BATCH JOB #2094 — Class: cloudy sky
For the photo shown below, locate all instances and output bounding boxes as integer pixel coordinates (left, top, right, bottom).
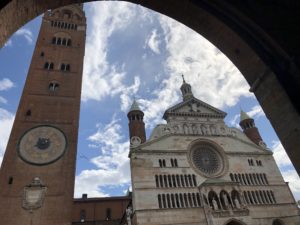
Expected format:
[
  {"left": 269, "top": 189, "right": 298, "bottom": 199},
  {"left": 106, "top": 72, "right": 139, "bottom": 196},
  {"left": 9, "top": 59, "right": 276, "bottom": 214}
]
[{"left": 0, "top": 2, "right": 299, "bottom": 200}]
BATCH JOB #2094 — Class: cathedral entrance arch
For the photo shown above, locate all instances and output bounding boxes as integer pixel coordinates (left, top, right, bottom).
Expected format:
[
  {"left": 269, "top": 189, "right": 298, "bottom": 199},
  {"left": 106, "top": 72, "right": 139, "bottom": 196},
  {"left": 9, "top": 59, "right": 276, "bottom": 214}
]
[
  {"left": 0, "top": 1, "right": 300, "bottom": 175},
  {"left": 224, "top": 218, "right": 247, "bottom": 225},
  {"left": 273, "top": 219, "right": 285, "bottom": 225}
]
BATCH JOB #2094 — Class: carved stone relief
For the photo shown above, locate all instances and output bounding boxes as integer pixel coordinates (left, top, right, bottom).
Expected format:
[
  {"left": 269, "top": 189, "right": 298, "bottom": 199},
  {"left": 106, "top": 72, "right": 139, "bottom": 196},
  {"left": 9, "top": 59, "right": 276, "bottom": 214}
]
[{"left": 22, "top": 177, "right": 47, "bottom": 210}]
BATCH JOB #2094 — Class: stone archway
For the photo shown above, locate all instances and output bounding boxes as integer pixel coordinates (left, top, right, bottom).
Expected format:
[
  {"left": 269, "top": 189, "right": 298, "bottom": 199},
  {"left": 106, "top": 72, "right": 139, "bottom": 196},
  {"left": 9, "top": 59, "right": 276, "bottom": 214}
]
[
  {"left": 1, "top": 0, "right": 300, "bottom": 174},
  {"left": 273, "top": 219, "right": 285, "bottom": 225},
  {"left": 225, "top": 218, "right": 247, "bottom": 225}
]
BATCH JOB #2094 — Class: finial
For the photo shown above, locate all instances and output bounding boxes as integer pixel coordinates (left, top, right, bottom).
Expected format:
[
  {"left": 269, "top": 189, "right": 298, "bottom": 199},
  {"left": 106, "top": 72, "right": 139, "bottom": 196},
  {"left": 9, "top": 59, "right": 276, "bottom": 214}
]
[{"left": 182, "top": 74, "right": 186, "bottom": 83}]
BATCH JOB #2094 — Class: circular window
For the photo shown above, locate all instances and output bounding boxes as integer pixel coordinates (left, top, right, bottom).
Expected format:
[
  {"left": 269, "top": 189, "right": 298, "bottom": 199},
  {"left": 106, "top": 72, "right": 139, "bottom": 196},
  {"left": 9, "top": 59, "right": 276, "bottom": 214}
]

WHAT YOU NEED TO DO — Lines of the data above that include the string "BATCH" must each be copied.

TASK RESPONSE —
BATCH JOB #2094 — Class: cloudy sky
BATCH JOB #2094 — Class: cathedral entrance arch
BATCH JOB #2094 — Class: carved stone relief
BATCH JOB #2094 — Class: stone archway
BATCH JOB #2094 — Class: finial
BATCH JOB #2094 — Class: circular window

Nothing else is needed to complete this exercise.